§ EXERCISE:
Produce a verbatim transcription of the records below, beginning at the line containing "every green river" and ending at the final line; include only those lines.

╭─ DATA EXCERPTS

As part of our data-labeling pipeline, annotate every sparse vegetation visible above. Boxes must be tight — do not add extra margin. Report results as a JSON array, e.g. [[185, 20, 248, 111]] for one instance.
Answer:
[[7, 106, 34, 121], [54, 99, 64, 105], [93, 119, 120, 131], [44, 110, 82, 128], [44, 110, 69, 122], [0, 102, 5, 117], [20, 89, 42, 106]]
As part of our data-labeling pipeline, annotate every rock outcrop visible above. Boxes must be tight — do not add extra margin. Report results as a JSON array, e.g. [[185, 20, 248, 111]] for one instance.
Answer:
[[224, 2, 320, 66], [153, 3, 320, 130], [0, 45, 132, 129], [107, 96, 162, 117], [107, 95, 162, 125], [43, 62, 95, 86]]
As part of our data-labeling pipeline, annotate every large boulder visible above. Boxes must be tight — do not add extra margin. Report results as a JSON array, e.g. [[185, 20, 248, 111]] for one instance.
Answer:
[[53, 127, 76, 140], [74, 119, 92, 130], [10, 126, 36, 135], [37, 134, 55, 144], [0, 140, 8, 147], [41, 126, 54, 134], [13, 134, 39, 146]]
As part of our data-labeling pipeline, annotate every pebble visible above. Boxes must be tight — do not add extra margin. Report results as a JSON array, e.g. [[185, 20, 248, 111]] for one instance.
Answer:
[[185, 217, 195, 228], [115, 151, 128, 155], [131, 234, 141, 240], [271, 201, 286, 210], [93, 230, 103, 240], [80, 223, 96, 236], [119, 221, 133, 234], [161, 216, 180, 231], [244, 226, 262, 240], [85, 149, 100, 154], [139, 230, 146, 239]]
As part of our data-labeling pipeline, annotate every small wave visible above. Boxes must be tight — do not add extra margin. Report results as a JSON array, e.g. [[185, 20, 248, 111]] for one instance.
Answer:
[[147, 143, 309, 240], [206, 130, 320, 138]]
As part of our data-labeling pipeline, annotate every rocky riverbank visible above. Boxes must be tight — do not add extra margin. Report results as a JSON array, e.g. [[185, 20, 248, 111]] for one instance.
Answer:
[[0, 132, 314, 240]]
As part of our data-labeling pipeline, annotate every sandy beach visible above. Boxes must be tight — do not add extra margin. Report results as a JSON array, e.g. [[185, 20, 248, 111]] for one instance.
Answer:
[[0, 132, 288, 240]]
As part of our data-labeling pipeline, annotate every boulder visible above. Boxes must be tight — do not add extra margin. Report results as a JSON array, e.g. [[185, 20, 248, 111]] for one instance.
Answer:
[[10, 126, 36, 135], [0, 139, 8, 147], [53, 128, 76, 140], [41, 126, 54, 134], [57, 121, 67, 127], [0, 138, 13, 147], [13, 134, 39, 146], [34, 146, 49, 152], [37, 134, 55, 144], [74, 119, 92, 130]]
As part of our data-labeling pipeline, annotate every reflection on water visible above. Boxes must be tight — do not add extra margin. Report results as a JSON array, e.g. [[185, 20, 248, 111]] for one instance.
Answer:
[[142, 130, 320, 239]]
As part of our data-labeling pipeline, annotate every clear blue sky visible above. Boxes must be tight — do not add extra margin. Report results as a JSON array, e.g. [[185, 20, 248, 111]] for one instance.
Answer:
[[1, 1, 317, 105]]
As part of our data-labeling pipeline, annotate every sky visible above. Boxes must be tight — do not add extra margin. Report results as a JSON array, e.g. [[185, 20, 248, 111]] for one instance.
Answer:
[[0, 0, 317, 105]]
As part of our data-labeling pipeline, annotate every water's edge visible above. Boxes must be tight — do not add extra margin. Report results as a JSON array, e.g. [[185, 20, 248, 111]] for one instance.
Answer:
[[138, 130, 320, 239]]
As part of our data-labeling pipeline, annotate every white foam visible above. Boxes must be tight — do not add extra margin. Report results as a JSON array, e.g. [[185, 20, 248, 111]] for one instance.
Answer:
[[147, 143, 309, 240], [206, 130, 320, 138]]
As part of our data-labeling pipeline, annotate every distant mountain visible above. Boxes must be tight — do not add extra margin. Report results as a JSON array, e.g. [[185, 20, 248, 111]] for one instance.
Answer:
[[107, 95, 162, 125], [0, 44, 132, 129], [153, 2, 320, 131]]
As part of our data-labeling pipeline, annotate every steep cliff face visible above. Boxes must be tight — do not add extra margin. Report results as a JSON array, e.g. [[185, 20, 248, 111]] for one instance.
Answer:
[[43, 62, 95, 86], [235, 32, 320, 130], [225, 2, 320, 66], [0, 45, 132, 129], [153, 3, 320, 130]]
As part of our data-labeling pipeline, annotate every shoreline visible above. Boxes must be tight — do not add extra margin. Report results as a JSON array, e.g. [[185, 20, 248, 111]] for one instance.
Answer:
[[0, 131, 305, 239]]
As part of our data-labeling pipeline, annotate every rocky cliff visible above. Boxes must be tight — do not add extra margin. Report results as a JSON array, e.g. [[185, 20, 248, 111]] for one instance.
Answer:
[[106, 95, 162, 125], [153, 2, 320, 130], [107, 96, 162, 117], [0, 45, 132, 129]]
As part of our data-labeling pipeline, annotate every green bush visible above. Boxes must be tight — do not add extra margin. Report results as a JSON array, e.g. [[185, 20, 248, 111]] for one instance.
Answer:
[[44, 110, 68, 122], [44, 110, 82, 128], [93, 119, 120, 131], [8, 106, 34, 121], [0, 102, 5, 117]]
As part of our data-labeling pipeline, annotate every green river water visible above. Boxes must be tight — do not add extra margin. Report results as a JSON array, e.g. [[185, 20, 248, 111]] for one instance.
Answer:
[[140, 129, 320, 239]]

╰─

§ TASK SOLUTION:
As part of our data-labeling pipeline, annotate every green river water visible above. Boxes must be tight — do not add extra margin. Report results as a JSON array, e.g. [[185, 20, 248, 111]] for one instance.
Answer:
[[140, 129, 320, 239]]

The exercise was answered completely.